Exercise tasks —
**A.** In the post on accuracy and recall, how is recall defined in words?
**B.** Reproduce the post on accuracy and recall word for word from "So far so good" to "non-cancerous or cancerous.".

Selected passage —
[Start of Attachment]

Tags: programming machine-learning metric evaluation

Accuracy - the term we all human beings (and even machines) are aware of. We know it when something means “accurate”. Accuracy is the ability of a system to correctly identify what it is supposed to be. It is the property of a system (and model) that correctly labels something.

When the accuracy is 95 percent, it clearly implies that out of 100 inputs given to the model (the system), it correcly identifies 95 of them, remaining 5 being inferred as “incorrect”.

So far so good right? > Hell, yeah! I know what accuracy means**.

Well, what can I say? You got me there. Now consider this. The system is a disease identifier like cancer detection. Now, what does 95 percent accuracy mean here? Out of 100 people, 95 percent of them are identified correctly as either
being non-cancerous or cancerous.
That sounds familiar. But what if remaining 5 folks had cancer? Well! That doesn’t sound quite good. Which medical facility wants a system that is 95 percent accurate but fails to identify acutal cancer?

accuracy = (number of patients diagnosed correctly) / (total number of patients)

Now, we are onto something here. In a very sensitive system like in the example, labelling something incorrectly can result in a matter of life and death. In such systems, the skewness of data (there are far more people with no cancer than the ones who have) makes it difficult to evaluate the system. That’s why accuracy is not an “accurate” metric where we have to correctly identify the data that occur rare.

Similarly, we can’t just make the system tag every people encounter to have cancer. In this case, people with cancer are identified, but rest of the people are in trouble in terms of money, mental health and whole other shit. :(

Meet The Conjugate Twins: Recall and Precision

We focus on the rare portion of data. What is it we are trying to identify?

the person has cancer?
the person is a terrorist (let’s not dive into philosophical aspect of this) ?
the person is a criminal?
my automatic house door detecting people as “not a Nish”?
…

Let’s call them positive cases(from the system’s viewpoint).

Recall

Recall is the number of positive cases identified correctly by the system out of the total positive cases.

Mathematically,

recall = (true positives) / (true positives + false negatives)

[End of Attachment]

Listed entries —
[Start of Attachment]

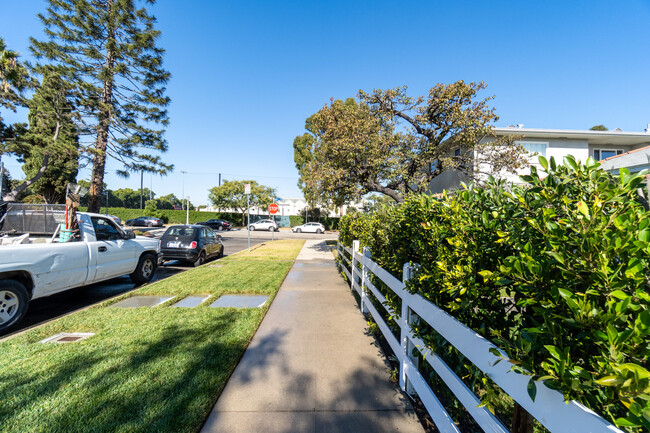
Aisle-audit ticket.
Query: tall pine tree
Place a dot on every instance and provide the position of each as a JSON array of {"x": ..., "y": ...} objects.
[
  {"x": 57, "y": 162},
  {"x": 107, "y": 49}
]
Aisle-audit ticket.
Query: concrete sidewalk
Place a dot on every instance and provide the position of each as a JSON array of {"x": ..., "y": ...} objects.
[{"x": 310, "y": 367}]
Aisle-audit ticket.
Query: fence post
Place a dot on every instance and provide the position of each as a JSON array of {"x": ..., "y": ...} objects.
[
  {"x": 364, "y": 279},
  {"x": 355, "y": 250},
  {"x": 406, "y": 319}
]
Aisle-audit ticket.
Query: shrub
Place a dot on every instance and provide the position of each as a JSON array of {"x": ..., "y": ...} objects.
[{"x": 554, "y": 272}]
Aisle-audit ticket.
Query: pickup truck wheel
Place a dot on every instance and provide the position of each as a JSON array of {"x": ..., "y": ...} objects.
[
  {"x": 13, "y": 303},
  {"x": 144, "y": 271},
  {"x": 200, "y": 260}
]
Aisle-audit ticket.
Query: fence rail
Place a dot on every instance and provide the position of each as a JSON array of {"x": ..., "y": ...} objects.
[{"x": 549, "y": 407}]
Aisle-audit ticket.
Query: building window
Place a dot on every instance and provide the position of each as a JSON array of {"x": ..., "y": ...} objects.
[
  {"x": 600, "y": 154},
  {"x": 535, "y": 149}
]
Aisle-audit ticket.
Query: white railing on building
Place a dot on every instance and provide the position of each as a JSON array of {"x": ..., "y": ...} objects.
[{"x": 549, "y": 407}]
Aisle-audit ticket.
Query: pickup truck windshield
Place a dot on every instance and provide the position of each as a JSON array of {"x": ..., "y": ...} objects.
[{"x": 105, "y": 230}]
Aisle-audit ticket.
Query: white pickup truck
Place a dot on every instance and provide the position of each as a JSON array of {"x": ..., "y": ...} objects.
[{"x": 101, "y": 251}]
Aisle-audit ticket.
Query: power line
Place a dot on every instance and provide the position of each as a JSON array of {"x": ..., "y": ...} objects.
[{"x": 241, "y": 175}]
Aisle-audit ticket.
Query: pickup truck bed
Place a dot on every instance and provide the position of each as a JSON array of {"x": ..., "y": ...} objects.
[{"x": 101, "y": 252}]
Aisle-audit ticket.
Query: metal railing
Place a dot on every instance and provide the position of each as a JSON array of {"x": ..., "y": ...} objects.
[{"x": 37, "y": 219}]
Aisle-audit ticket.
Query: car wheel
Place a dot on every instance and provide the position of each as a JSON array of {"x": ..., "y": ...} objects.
[
  {"x": 200, "y": 260},
  {"x": 145, "y": 270},
  {"x": 13, "y": 303}
]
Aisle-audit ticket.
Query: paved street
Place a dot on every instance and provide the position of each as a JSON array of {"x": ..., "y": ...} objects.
[{"x": 44, "y": 309}]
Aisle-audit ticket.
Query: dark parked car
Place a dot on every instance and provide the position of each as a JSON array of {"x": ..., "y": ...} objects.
[
  {"x": 216, "y": 224},
  {"x": 145, "y": 222},
  {"x": 191, "y": 243}
]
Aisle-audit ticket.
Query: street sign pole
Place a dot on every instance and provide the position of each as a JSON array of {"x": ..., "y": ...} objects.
[
  {"x": 247, "y": 190},
  {"x": 273, "y": 209}
]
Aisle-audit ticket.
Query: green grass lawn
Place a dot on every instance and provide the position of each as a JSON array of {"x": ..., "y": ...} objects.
[{"x": 146, "y": 369}]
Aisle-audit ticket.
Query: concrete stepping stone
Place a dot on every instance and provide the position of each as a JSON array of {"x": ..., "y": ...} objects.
[
  {"x": 191, "y": 301},
  {"x": 240, "y": 301},
  {"x": 67, "y": 337},
  {"x": 142, "y": 301}
]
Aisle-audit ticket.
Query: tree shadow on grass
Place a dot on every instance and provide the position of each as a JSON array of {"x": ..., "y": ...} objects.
[{"x": 168, "y": 382}]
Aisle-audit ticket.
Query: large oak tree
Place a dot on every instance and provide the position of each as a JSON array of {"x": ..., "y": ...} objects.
[
  {"x": 395, "y": 144},
  {"x": 107, "y": 49}
]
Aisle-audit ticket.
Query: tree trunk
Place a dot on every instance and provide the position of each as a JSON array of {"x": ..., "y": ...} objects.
[
  {"x": 522, "y": 421},
  {"x": 374, "y": 186},
  {"x": 105, "y": 115},
  {"x": 12, "y": 195}
]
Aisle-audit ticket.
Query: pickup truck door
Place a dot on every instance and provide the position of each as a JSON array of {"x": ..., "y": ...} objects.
[
  {"x": 62, "y": 269},
  {"x": 115, "y": 255}
]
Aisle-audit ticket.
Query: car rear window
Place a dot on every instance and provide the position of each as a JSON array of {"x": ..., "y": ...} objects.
[{"x": 184, "y": 232}]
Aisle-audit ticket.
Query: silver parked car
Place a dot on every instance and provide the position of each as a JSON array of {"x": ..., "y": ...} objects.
[
  {"x": 309, "y": 228},
  {"x": 269, "y": 225}
]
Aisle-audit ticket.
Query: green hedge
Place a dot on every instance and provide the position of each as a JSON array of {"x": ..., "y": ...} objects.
[
  {"x": 173, "y": 216},
  {"x": 554, "y": 272}
]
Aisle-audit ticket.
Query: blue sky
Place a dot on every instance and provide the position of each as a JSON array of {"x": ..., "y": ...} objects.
[{"x": 246, "y": 74}]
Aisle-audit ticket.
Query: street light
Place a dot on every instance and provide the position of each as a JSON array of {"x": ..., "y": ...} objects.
[{"x": 183, "y": 194}]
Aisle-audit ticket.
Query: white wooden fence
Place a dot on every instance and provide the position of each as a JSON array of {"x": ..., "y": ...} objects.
[{"x": 549, "y": 407}]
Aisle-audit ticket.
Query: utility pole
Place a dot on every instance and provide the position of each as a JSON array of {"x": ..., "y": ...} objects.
[
  {"x": 183, "y": 194},
  {"x": 2, "y": 179},
  {"x": 141, "y": 180}
]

[End of Attachment]

Solution set —
**A.** Recall is the number of positive cases identified correctly by the system out of the total positive cases.

**B.**
So far so good right? > Hell, yeah! I know what accuracy means**.

Well, what can I say? You got me there. Now consider this. The system is a disease identifier like cancer detection. Now, what does 95 percent accuracy mean here? Out of 100 people, 95 percent of them are identified correctly as either
being non-cancerous or cancerous.